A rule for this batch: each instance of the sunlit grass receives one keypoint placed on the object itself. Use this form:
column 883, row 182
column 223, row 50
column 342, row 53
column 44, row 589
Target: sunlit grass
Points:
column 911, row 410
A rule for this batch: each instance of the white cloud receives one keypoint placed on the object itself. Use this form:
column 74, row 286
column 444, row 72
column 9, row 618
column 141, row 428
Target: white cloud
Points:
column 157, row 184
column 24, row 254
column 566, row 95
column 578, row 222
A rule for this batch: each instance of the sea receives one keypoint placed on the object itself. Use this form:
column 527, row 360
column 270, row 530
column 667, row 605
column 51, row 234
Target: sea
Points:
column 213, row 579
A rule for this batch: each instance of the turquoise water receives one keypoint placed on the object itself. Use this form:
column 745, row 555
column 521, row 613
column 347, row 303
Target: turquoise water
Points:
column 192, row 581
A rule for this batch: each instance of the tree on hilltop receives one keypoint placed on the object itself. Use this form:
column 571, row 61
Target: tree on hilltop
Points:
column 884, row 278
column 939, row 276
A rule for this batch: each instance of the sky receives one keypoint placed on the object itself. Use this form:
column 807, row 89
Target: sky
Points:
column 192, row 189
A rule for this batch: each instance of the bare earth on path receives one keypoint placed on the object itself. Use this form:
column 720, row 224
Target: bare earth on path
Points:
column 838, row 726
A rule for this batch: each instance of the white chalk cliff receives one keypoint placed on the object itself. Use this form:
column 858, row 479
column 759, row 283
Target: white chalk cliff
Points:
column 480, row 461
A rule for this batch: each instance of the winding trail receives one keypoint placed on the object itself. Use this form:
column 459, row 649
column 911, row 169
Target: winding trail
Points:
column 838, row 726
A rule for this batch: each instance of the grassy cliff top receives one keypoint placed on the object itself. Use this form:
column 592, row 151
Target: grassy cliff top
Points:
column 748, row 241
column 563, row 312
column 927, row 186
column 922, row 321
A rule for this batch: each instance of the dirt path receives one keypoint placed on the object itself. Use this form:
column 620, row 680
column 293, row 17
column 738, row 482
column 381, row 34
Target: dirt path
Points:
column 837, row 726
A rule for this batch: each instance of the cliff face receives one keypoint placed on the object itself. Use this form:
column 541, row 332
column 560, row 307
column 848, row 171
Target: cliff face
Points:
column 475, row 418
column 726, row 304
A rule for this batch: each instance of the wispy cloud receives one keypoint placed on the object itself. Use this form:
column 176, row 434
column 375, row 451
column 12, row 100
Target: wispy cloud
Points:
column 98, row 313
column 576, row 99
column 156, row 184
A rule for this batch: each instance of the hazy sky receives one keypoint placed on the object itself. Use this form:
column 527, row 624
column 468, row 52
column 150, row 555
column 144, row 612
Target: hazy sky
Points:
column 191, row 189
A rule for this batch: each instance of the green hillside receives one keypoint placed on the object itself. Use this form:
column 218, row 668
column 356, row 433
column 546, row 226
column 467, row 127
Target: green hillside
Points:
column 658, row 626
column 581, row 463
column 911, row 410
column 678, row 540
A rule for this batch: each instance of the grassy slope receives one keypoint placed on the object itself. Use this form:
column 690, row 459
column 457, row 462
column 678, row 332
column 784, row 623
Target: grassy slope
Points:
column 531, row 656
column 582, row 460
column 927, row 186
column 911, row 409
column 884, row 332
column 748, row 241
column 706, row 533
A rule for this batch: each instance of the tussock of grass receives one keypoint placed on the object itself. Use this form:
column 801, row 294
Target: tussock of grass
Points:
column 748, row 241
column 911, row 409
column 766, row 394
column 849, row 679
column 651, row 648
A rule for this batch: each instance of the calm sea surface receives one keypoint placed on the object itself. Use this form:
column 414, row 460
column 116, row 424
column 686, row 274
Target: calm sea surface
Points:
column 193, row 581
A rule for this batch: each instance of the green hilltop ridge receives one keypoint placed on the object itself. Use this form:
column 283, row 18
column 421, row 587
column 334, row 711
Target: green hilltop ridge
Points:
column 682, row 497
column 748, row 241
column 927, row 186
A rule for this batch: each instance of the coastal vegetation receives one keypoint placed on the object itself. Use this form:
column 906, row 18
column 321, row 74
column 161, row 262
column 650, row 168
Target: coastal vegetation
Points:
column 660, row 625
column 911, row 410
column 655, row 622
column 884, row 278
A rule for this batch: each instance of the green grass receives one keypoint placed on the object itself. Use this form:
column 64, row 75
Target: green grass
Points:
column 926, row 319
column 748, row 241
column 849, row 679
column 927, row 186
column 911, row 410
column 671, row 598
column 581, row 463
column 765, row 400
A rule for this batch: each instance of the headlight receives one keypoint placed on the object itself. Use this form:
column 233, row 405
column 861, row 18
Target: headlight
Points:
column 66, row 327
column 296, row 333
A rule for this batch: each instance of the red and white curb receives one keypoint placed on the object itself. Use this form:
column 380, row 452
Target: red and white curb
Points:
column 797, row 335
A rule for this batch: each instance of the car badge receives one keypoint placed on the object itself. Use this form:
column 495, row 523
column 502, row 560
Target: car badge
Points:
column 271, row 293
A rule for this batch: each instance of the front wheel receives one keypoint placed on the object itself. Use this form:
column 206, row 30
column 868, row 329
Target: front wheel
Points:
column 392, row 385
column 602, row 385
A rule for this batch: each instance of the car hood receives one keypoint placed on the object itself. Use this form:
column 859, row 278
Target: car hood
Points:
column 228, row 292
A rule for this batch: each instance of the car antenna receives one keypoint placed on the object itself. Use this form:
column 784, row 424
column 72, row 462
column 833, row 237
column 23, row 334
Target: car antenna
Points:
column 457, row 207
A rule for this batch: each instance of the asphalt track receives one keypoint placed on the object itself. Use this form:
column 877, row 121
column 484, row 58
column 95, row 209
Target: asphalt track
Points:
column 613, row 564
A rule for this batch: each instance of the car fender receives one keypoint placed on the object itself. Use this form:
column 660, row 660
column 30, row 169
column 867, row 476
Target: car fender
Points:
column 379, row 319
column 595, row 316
***
> **SHORT TASK**: Starting with the line that contains "A rule for this batch: each instance of the green grass", output every line through the end of the listing above, unchanged.

> **TASK SOLUTION**:
A rule for this batch: each instance of the green grass receives one keypoint placed on the object itself. Use this form:
column 64, row 75
Target: green grass
Points:
column 926, row 319
column 748, row 241
column 849, row 679
column 927, row 186
column 911, row 410
column 671, row 598
column 581, row 463
column 765, row 400
A rule for this batch: each instance of the headlight receives one keypoint placed on the object itself. Use this form:
column 233, row 405
column 861, row 18
Target: headlight
Points:
column 66, row 327
column 296, row 333
A rule for this batch: each instance of the red and white curb receives one keypoint placed on the object itself. Use this form:
column 380, row 452
Target: red and white curb
Points:
column 797, row 335
A rule for this batch: each instance of the car badge receives one keypoint placed on the object itself. Use this form:
column 495, row 523
column 502, row 560
Target: car badge
Points:
column 271, row 293
A rule for this batch: each instance of the front wheel receives one keypoint placed on the object itself. Use this form:
column 206, row 30
column 868, row 329
Target: front wheel
Points:
column 392, row 385
column 602, row 385
A rule for this batch: each instance of the car hood receives one keypoint placed on the object itself. Use this form:
column 859, row 278
Target: car hood
Points:
column 228, row 292
A rule for this batch: each instance of the car antenna receives one keypoint placed on the object itself. Use this form:
column 784, row 424
column 72, row 462
column 833, row 237
column 23, row 334
Target: car antenna
Points:
column 457, row 207
A rule for this batch: each instance of the asphalt track receives one keypoint placed on the object itself. Use this form:
column 877, row 121
column 484, row 58
column 95, row 209
Target: asphalt track
Points:
column 613, row 564
A rule for this batch: each instance of the car fender receives one keypoint placed on the object itself. Use this form:
column 660, row 660
column 30, row 169
column 867, row 476
Target: car fender
Points:
column 379, row 319
column 595, row 316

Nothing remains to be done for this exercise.